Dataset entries
%%

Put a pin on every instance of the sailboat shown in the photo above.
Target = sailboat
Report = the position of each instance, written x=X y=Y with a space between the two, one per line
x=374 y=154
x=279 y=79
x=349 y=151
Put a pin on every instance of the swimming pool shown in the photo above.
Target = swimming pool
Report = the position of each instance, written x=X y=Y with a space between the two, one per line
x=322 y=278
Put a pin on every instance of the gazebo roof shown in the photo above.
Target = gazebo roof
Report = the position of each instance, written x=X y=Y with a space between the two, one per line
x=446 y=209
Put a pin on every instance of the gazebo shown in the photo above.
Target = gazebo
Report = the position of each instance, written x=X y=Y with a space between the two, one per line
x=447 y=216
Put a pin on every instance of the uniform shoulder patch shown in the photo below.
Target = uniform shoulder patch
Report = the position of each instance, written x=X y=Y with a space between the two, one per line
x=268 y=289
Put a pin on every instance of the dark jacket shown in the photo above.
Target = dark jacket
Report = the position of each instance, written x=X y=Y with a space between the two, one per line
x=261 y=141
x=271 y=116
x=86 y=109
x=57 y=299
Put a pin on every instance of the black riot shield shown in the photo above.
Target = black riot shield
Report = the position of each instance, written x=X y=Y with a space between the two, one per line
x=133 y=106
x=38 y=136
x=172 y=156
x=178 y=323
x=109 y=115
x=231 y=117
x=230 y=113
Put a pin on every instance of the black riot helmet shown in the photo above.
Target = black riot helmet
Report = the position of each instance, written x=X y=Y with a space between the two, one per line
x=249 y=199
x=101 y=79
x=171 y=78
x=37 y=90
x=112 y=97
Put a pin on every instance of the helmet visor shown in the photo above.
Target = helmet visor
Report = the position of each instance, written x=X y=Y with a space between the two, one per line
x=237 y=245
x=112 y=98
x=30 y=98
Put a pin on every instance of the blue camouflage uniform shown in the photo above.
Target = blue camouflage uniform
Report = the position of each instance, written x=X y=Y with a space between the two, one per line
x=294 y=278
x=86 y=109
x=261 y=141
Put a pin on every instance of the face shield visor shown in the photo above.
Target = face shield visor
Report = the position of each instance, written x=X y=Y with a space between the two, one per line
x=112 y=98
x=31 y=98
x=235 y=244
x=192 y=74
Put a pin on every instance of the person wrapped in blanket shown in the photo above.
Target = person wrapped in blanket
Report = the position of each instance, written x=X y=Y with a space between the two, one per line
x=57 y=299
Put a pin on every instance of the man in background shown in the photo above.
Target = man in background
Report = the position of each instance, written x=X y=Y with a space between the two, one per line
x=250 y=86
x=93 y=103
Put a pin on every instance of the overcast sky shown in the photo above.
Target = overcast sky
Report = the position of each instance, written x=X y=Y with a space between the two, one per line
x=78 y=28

%%

◆ ACTIVITY: Using only the entries above, output the line with "Put a pin on every instance of the gazebo shown", the line with "Put a pin on every instance of the dark", and all lines between them, exactly as they stand.

◆ RESPONSE:
Put a pin on every instance of the gazebo shown in the photo above.
Target = gazebo
Report = the position of each instance, written x=X y=Y with a space between the two, one per line
x=447 y=216
Put a pin on every instance of the uniform shoulder patch shown in the photo below.
Target = uniform shoulder patch
Report = the position of each instance, written x=X y=Y with a space between the two, one per line
x=268 y=289
Put a pin on every instance of the dark jacket shown in the photo above.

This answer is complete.